Record set
* * * * *

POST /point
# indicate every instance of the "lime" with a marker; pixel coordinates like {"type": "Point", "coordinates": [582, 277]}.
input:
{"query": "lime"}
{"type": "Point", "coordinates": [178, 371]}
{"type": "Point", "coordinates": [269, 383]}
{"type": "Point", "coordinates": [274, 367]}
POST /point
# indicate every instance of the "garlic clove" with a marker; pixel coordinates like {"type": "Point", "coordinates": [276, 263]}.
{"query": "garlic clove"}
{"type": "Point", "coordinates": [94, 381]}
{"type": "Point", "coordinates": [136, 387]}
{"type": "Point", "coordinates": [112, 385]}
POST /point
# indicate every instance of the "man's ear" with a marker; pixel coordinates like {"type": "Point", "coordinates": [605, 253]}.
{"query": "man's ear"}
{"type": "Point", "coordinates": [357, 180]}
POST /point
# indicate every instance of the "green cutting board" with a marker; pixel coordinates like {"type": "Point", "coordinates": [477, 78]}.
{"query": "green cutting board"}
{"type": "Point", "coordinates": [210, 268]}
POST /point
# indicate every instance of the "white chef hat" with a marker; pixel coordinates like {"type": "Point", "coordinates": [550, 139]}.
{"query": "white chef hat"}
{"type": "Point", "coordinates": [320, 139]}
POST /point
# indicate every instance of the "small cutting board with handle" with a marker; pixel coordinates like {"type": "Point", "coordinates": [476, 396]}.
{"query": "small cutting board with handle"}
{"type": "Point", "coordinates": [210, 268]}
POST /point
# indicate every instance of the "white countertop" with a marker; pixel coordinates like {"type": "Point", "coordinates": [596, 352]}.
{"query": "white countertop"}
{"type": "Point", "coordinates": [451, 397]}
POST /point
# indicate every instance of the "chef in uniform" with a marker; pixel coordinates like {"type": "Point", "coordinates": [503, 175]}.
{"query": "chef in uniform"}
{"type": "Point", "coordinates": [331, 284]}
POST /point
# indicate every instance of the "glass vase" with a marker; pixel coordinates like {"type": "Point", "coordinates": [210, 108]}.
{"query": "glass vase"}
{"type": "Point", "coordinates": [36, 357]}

* * * * *

Stated exercise
Once more, set down the full listing, verbatim.

Correct answer
POST /point
# indicate every instance of the "lime" with a marker; pixel coordinates like {"type": "Point", "coordinates": [582, 277]}.
input:
{"query": "lime"}
{"type": "Point", "coordinates": [178, 371]}
{"type": "Point", "coordinates": [269, 383]}
{"type": "Point", "coordinates": [274, 367]}
POST /point
# indicate every instance of the "garlic clove" with a marker; pixel coordinates like {"type": "Point", "coordinates": [276, 263]}.
{"query": "garlic clove"}
{"type": "Point", "coordinates": [94, 381]}
{"type": "Point", "coordinates": [136, 387]}
{"type": "Point", "coordinates": [112, 385]}
POST /point
# indicate every instance of the "man's ear" with a marker; pixel coordinates like {"type": "Point", "coordinates": [605, 253]}.
{"query": "man's ear"}
{"type": "Point", "coordinates": [357, 180]}
POST /point
# indicate every instance of the "green cutting board" with a marker; pixel coordinates like {"type": "Point", "coordinates": [477, 78]}.
{"query": "green cutting board"}
{"type": "Point", "coordinates": [210, 268]}
POST /point
# indicate every instance of the "white chef hat" with a marker; pixel coordinates like {"type": "Point", "coordinates": [550, 139]}.
{"query": "white chef hat"}
{"type": "Point", "coordinates": [320, 139]}
POST /point
# indicate every instance of the "small cutting board with handle" with a marker; pixel coordinates like {"type": "Point", "coordinates": [476, 396]}.
{"query": "small cutting board with handle"}
{"type": "Point", "coordinates": [210, 268]}
POST /point
# indicate every instance of the "white countertop" with a marker; pixel coordinates like {"type": "Point", "coordinates": [596, 352]}.
{"query": "white countertop"}
{"type": "Point", "coordinates": [451, 397]}
POST /point
# indicate every instance of the "chef in uniform" with a marker; pixel coordinates like {"type": "Point", "coordinates": [503, 175]}.
{"query": "chef in uniform"}
{"type": "Point", "coordinates": [331, 284]}
POST /point
# indicate every instance of the "glass vase" with a marker; pixel coordinates like {"type": "Point", "coordinates": [210, 108]}.
{"query": "glass vase"}
{"type": "Point", "coordinates": [36, 357]}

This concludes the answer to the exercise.